┌────────
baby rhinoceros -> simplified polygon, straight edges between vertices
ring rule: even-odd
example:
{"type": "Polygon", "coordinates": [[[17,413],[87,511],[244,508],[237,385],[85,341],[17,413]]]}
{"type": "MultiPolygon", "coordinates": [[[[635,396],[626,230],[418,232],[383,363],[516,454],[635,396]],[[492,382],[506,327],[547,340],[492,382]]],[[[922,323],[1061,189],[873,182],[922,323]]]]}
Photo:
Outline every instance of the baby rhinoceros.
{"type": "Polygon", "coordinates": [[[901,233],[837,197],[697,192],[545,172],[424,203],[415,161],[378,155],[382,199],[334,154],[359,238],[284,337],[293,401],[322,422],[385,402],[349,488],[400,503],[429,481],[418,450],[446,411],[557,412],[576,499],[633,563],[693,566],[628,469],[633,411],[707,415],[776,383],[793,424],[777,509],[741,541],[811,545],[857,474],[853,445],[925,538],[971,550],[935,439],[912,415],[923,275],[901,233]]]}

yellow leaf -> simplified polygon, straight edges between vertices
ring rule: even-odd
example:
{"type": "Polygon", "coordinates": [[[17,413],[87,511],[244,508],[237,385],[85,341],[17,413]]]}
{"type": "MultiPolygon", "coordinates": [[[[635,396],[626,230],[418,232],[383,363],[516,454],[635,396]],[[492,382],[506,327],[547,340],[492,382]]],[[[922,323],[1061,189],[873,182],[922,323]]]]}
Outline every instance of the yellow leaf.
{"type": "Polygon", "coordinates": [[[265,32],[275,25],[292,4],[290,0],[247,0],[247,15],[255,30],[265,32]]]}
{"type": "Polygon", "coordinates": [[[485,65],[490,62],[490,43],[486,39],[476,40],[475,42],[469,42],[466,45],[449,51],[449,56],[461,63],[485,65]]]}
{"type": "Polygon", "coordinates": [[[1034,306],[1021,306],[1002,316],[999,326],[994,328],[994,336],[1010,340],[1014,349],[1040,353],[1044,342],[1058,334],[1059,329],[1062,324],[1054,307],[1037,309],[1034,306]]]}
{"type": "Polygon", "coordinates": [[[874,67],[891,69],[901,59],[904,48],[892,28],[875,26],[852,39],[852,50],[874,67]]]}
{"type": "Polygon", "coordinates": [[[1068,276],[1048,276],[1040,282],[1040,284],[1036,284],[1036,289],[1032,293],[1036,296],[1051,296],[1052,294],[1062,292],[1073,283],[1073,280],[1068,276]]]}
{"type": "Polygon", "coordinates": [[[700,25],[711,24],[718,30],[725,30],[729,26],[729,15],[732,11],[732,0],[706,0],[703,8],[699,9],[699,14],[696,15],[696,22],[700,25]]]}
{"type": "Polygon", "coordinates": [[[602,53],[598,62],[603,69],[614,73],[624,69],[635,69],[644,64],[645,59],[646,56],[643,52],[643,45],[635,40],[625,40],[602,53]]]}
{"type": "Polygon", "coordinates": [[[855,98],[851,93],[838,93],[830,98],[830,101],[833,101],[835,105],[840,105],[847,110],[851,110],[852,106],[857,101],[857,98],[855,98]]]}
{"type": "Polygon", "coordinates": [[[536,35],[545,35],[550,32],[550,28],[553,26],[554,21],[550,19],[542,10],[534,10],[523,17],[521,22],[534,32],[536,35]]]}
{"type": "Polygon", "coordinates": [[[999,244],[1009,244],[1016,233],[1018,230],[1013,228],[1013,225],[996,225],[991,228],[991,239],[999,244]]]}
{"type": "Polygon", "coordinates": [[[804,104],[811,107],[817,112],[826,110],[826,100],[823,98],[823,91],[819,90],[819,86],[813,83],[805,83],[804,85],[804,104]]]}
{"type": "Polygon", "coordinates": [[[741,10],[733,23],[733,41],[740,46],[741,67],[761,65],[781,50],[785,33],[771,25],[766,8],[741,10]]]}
└────────
• SHORT PROBLEM: Word for word, extract all the records.

• WRITTEN SOLUTION:
baby rhinoceros -> simplified polygon, straight edges between vertices
ring rule: even-odd
example:
{"type": "Polygon", "coordinates": [[[17,413],[87,511],[244,508],[237,385],[85,341],[17,413]]]}
{"type": "MultiPolygon", "coordinates": [[[[635,396],[626,230],[418,232],[383,363],[516,454],[635,396]],[[492,382],[506,327],[547,340],[492,382]]],[[[922,323],[1061,189],[873,182],[922,323]]]]}
Photo:
Outline every instance of the baby rhinoceros.
{"type": "Polygon", "coordinates": [[[901,233],[837,197],[697,192],[545,172],[424,203],[415,161],[378,155],[382,199],[334,154],[359,238],[284,337],[293,401],[322,422],[385,402],[349,488],[400,503],[429,481],[418,450],[446,411],[557,412],[576,499],[633,563],[693,566],[628,469],[633,411],[707,415],[776,383],[793,424],[777,509],[741,541],[811,545],[857,474],[853,445],[925,538],[971,550],[935,439],[912,415],[923,275],[901,233]]]}

yellow leaf -> simplified polygon, straight edges between vertices
ring rule: even-odd
example:
{"type": "Polygon", "coordinates": [[[17,413],[87,511],[244,508],[237,385],[85,341],[17,413]]]}
{"type": "MultiPolygon", "coordinates": [[[[635,396],[626,230],[418,232],[383,363],[516,454],[635,396]],[[492,382],[506,327],[547,340],[492,382]]],[[[922,323],[1061,189],[873,182],[922,323]]]]}
Outline every instance of the yellow leaf.
{"type": "Polygon", "coordinates": [[[265,32],[275,25],[292,4],[290,0],[247,0],[247,15],[255,30],[265,32]]]}
{"type": "Polygon", "coordinates": [[[485,65],[490,62],[490,43],[486,39],[476,40],[475,42],[469,42],[466,45],[449,51],[449,56],[461,63],[485,65]]]}
{"type": "Polygon", "coordinates": [[[1034,306],[1021,306],[1002,316],[999,326],[994,328],[994,336],[1010,340],[1014,349],[1040,353],[1044,342],[1058,334],[1059,329],[1062,324],[1054,307],[1037,309],[1034,306]]]}
{"type": "Polygon", "coordinates": [[[874,67],[891,69],[901,59],[904,48],[892,28],[875,26],[852,39],[852,50],[874,67]]]}
{"type": "Polygon", "coordinates": [[[1068,276],[1048,276],[1040,282],[1040,284],[1036,284],[1036,289],[1032,293],[1036,296],[1051,296],[1052,294],[1062,292],[1073,283],[1073,280],[1068,276]]]}
{"type": "Polygon", "coordinates": [[[700,25],[711,24],[718,30],[725,30],[729,26],[729,15],[732,11],[732,0],[706,0],[703,8],[699,9],[699,14],[696,15],[696,22],[700,25]]]}
{"type": "Polygon", "coordinates": [[[602,53],[598,62],[603,69],[614,73],[624,69],[635,69],[644,64],[645,59],[646,56],[643,52],[643,45],[635,40],[625,40],[602,53]]]}
{"type": "Polygon", "coordinates": [[[855,98],[851,93],[838,93],[830,98],[830,101],[833,101],[835,105],[840,105],[847,110],[851,110],[852,106],[857,101],[857,98],[855,98]]]}
{"type": "Polygon", "coordinates": [[[536,35],[545,35],[550,32],[550,28],[553,26],[554,21],[550,19],[542,10],[534,10],[523,17],[521,22],[534,32],[536,35]]]}
{"type": "Polygon", "coordinates": [[[999,244],[1009,244],[1016,233],[1018,230],[1013,228],[1013,225],[996,225],[991,228],[991,239],[999,244]]]}
{"type": "Polygon", "coordinates": [[[804,104],[811,107],[817,112],[826,110],[826,100],[823,98],[823,91],[819,90],[819,86],[813,83],[805,83],[804,85],[804,104]]]}
{"type": "Polygon", "coordinates": [[[741,10],[733,23],[733,41],[740,46],[741,67],[761,65],[781,50],[785,33],[771,25],[766,8],[741,10]]]}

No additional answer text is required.